-------- Data for processing
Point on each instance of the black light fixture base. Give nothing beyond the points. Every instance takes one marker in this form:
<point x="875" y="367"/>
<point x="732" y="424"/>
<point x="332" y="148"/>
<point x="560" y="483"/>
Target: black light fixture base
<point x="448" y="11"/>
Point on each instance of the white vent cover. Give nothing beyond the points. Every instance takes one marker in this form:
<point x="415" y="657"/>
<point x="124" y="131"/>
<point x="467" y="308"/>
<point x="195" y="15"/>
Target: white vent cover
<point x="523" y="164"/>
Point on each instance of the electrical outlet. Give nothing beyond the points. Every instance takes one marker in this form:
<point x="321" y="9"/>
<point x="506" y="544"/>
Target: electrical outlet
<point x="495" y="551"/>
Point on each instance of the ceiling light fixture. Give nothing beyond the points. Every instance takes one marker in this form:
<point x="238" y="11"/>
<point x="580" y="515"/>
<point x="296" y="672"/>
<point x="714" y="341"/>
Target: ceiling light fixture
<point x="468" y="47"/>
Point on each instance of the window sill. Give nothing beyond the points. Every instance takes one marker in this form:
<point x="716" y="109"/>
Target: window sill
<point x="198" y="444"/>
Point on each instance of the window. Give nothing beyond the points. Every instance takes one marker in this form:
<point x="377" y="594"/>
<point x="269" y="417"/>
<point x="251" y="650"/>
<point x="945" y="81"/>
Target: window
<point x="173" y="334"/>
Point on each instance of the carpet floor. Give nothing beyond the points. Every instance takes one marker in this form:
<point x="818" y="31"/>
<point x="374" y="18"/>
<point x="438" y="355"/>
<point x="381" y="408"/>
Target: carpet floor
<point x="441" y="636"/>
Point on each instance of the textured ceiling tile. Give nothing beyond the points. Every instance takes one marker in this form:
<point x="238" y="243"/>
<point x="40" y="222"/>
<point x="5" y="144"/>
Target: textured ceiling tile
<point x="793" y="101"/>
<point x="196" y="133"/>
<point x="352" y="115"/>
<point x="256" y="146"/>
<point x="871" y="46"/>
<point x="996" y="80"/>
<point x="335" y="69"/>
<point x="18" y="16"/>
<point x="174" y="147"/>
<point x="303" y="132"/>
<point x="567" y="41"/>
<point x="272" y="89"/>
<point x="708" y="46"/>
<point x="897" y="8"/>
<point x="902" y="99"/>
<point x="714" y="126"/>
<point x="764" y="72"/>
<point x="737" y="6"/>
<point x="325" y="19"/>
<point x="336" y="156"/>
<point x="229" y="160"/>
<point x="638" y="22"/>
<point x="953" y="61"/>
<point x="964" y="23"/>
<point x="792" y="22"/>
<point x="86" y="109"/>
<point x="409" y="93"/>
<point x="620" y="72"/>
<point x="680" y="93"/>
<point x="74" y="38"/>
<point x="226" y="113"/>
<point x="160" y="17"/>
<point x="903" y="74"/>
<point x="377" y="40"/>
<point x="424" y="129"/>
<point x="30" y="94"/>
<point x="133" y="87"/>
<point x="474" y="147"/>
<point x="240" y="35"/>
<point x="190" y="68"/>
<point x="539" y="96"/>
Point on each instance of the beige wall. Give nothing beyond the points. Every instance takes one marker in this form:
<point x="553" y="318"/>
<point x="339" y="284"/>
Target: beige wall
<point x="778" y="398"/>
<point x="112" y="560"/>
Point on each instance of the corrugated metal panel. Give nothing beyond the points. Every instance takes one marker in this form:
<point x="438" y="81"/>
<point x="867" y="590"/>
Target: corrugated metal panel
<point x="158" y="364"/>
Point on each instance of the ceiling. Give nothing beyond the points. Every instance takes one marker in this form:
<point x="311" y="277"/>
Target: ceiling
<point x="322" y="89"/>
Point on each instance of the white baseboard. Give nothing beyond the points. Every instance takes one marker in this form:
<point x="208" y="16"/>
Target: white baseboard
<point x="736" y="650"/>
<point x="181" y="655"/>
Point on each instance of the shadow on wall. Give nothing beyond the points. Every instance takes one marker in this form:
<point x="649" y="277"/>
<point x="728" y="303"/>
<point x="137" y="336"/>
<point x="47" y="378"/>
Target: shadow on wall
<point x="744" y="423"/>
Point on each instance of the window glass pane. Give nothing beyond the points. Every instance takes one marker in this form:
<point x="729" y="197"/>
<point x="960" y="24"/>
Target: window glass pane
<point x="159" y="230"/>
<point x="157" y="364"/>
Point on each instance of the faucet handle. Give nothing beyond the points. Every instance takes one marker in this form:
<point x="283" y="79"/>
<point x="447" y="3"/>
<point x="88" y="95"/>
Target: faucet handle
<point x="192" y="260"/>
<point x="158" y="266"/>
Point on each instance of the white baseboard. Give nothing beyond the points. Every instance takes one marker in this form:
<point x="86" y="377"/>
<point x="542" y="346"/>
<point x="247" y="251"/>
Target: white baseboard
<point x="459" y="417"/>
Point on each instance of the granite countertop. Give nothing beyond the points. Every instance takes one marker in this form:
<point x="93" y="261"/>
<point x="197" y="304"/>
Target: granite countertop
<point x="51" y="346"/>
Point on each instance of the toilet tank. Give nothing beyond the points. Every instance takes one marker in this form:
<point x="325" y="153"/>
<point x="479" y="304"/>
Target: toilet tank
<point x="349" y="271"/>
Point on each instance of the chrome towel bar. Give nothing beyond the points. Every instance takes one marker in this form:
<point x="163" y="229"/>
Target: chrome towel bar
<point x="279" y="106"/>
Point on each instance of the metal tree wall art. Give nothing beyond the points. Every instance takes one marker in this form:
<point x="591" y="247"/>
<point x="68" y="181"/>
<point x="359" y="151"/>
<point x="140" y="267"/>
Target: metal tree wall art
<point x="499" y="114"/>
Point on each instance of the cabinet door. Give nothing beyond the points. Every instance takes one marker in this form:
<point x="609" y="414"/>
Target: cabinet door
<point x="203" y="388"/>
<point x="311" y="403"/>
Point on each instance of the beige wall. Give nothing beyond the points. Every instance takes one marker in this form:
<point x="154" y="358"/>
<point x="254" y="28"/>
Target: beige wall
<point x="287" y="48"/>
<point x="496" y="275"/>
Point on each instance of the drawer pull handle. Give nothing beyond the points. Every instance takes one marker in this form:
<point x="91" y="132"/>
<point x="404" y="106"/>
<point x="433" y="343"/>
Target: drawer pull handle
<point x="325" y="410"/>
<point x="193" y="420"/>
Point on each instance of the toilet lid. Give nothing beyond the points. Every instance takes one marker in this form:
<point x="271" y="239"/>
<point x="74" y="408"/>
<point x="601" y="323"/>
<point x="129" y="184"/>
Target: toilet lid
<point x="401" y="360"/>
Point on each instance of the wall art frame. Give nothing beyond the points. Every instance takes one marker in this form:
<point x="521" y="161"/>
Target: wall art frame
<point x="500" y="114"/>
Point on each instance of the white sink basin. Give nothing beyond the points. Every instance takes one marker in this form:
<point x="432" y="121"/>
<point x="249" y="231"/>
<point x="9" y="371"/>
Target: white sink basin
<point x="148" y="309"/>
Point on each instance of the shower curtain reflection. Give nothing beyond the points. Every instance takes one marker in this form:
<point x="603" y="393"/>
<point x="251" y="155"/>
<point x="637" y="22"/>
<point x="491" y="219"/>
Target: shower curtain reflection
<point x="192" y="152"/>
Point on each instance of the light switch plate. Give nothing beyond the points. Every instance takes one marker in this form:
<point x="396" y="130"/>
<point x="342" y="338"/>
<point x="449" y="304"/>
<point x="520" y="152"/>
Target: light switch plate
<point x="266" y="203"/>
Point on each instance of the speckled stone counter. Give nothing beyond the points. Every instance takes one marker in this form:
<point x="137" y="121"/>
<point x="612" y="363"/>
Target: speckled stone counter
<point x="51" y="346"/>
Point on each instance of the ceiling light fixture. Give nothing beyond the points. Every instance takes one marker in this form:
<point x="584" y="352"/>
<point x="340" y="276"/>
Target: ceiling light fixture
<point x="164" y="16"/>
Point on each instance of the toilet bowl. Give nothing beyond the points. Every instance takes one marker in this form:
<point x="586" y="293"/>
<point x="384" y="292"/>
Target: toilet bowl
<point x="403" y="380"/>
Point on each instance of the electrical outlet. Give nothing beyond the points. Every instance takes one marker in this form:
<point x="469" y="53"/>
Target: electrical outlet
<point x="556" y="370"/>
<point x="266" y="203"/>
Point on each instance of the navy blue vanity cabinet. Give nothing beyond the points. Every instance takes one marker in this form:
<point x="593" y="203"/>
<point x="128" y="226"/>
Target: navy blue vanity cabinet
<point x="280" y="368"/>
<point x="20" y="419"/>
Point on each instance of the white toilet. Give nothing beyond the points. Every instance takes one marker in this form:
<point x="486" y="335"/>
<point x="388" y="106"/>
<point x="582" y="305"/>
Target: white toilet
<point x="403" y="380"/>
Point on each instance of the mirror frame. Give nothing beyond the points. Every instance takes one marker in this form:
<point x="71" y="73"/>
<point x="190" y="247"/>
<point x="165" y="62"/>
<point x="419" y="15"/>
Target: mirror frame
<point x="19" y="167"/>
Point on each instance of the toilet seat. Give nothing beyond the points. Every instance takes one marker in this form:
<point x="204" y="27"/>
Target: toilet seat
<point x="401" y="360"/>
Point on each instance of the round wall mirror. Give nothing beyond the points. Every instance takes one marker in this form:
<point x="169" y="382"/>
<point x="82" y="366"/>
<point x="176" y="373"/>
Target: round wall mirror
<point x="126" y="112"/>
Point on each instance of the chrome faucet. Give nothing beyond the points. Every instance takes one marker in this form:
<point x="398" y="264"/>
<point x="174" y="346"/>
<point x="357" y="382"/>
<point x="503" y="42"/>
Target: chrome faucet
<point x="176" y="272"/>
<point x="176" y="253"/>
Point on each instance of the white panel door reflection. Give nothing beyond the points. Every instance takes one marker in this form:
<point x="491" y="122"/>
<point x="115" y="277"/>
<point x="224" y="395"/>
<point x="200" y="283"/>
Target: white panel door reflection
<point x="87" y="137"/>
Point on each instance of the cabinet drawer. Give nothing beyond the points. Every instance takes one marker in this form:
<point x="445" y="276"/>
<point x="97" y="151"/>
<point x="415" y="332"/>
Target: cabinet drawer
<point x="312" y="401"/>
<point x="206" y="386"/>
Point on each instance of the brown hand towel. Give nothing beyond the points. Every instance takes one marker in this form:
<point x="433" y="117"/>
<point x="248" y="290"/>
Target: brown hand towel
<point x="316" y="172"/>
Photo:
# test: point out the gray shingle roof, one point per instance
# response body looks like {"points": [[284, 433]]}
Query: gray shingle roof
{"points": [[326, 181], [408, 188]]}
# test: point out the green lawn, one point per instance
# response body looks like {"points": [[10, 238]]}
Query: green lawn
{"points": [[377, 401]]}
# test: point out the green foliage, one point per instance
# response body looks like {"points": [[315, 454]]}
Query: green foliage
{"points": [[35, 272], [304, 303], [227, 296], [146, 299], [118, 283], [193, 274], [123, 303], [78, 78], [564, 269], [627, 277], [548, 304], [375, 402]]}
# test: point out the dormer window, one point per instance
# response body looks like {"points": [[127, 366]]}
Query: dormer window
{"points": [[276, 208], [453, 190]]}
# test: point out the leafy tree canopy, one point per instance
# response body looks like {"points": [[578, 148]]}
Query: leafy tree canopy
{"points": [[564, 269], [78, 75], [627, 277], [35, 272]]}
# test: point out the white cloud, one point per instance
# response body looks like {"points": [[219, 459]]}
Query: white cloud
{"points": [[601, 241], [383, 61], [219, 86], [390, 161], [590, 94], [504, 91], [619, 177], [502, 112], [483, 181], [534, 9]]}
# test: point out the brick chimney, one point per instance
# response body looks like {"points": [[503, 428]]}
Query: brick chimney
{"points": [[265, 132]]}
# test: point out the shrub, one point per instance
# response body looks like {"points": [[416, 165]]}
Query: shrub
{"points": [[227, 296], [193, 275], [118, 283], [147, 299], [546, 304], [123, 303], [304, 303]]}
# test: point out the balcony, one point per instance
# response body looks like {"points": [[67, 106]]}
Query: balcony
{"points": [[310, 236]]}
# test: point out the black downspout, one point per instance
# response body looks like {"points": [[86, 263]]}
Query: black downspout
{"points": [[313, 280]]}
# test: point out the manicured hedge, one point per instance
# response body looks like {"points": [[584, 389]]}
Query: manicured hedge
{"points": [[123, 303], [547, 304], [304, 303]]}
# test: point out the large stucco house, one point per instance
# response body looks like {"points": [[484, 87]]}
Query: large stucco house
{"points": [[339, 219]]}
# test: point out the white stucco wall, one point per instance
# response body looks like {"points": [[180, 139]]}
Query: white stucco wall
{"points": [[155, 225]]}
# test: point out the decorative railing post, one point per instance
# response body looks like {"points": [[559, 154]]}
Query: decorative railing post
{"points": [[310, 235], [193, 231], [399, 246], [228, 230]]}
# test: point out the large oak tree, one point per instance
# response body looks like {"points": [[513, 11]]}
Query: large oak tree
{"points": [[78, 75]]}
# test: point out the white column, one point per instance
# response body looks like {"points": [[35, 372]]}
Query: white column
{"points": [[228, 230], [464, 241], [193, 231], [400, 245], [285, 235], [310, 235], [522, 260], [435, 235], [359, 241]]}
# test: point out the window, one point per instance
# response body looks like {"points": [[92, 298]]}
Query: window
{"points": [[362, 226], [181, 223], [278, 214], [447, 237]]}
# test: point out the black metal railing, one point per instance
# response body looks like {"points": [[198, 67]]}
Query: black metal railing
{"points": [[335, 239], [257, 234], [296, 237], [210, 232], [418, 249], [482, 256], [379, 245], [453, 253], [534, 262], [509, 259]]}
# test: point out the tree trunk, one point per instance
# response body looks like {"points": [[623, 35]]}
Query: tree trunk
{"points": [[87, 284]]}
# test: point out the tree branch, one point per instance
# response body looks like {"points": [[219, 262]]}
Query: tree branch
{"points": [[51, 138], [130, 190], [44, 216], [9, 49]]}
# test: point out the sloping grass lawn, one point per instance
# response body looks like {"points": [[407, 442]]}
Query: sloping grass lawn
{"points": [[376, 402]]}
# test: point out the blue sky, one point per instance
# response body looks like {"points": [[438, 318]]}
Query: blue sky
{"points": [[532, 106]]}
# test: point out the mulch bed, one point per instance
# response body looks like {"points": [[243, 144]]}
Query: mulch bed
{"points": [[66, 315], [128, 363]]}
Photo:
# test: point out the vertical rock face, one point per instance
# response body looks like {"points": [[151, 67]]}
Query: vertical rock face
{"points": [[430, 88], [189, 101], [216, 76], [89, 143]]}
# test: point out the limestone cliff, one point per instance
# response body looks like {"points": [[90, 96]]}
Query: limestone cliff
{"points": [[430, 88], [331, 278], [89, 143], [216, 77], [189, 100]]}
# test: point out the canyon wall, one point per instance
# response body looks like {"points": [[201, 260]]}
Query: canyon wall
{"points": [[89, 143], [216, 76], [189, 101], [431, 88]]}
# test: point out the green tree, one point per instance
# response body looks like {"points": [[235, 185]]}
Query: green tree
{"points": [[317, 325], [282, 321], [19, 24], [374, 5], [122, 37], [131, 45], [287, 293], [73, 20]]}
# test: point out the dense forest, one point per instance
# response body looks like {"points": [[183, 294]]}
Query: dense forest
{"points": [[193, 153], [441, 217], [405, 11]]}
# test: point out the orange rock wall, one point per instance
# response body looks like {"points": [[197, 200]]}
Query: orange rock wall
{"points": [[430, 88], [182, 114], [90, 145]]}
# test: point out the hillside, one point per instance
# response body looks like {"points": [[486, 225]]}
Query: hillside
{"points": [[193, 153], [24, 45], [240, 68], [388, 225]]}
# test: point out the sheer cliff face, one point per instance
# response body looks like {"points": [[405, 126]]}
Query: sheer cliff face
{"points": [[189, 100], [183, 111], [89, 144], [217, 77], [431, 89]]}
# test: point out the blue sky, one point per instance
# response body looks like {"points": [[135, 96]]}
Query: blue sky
----------------
Exercise brief => All lines from the one containing "# test: point out the canyon" through the final line of the listing above are to be reproduced exactly; include both and add nothing.

Solved problem =>
# test: point out the canyon wall, one point per instance
# response body looks like {"points": [[201, 260]]}
Query: canyon wall
{"points": [[89, 143], [216, 76], [189, 101], [431, 88]]}
# test: point out the green tree, one point per instance
# response body looks like {"points": [[235, 185]]}
Query: green tree
{"points": [[317, 325], [282, 321], [19, 24], [374, 5], [122, 37], [131, 45], [287, 293], [73, 20]]}
# test: point out the dense forest, one point per instance
# response body looks like {"points": [[183, 294]]}
Query: dense forest
{"points": [[193, 153], [441, 217], [405, 11]]}
# test: point out the orange rock wall, one point per instance
# response body looks like {"points": [[197, 200]]}
Query: orange rock wall
{"points": [[430, 88], [182, 114], [90, 145]]}
# test: point out the hillside, one point per instance
# response body looks like {"points": [[486, 225]]}
Query: hillside
{"points": [[193, 153], [24, 45], [240, 68], [388, 225]]}
# test: point out the sheer cliff face, one point per instance
# response body looks like {"points": [[405, 126]]}
Query: sheer cliff face
{"points": [[189, 100], [183, 111], [89, 144], [217, 77], [431, 89]]}
# test: point out the blue sky, one point per instance
# response body looks like {"points": [[135, 96]]}
Query: blue sky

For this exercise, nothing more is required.